_TO DO_
Copy out the records verbatim, starting at the line that contains "the wet rock" and ending at the last line of the records, with both of those lines included.

******************************

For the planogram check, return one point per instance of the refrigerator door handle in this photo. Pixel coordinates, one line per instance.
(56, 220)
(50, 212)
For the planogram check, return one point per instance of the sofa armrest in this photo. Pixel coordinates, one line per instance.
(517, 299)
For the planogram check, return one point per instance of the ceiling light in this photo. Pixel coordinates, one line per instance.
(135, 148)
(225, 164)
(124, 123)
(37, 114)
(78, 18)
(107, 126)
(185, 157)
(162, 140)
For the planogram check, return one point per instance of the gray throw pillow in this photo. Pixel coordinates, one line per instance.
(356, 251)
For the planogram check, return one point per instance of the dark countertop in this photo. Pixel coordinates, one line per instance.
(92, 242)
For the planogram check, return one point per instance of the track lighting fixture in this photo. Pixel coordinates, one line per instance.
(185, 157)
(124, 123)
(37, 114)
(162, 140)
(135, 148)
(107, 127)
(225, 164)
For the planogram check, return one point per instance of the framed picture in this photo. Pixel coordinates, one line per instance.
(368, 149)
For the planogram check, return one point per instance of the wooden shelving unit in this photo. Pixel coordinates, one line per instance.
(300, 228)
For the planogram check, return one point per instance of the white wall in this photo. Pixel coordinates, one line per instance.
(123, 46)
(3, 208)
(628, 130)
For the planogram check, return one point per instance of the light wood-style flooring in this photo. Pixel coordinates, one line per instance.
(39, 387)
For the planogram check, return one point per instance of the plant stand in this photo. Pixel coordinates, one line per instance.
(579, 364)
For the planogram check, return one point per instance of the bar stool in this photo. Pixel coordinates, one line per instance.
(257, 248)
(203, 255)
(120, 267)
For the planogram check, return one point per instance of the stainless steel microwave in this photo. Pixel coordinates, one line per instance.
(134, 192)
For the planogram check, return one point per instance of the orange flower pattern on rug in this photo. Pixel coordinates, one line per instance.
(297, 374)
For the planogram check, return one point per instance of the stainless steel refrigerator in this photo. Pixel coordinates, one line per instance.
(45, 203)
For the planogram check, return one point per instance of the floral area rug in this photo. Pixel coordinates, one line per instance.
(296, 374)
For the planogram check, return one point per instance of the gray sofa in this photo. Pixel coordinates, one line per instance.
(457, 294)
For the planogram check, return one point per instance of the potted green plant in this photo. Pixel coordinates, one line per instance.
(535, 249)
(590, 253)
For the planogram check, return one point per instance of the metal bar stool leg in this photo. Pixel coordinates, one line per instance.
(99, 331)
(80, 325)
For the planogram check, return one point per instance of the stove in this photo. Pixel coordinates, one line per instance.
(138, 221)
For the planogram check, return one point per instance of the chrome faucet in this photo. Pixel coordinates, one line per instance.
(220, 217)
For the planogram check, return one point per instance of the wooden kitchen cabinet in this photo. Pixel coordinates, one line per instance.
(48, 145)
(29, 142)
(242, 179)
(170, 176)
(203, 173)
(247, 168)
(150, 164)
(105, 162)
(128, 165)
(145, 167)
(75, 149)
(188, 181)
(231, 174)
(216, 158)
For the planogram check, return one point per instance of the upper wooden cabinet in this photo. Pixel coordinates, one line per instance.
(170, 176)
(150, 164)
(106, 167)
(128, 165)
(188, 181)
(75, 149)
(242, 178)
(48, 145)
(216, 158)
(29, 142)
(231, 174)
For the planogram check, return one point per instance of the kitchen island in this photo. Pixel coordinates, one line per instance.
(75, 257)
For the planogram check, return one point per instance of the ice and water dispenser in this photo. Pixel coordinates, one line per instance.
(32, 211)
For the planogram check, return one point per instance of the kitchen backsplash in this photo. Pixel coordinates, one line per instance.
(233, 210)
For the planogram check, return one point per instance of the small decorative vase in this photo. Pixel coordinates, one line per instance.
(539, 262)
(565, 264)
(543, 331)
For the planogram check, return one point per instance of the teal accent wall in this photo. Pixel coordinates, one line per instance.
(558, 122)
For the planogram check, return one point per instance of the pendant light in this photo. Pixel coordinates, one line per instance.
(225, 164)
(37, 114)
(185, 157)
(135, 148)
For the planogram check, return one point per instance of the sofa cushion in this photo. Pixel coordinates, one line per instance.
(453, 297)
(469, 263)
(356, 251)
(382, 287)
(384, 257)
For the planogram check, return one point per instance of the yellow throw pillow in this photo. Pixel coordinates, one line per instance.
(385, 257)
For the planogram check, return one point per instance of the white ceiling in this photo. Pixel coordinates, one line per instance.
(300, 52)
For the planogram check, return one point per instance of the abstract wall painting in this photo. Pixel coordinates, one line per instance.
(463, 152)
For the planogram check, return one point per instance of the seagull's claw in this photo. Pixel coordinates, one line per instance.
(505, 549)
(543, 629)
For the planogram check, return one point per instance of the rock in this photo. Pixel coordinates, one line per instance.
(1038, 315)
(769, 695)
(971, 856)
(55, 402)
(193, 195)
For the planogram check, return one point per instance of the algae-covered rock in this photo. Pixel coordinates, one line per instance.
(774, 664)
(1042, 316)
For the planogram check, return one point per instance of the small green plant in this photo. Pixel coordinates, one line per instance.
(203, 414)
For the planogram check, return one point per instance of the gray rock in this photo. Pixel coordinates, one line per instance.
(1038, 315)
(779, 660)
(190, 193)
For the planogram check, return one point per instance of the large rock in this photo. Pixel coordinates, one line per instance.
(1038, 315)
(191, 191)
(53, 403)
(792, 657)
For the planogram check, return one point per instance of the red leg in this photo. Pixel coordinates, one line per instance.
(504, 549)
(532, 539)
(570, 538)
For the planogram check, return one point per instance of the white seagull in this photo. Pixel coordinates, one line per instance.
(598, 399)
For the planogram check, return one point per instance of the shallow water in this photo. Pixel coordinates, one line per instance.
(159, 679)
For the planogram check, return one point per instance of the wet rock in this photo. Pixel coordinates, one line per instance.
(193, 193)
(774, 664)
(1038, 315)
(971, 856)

******************************

_RESULT OF THE EXERCISE_
For the planogram check, return one point per instance of the wet rock in this photo. Pixel coordinates, one line per instance.
(193, 193)
(774, 664)
(1038, 315)
(971, 856)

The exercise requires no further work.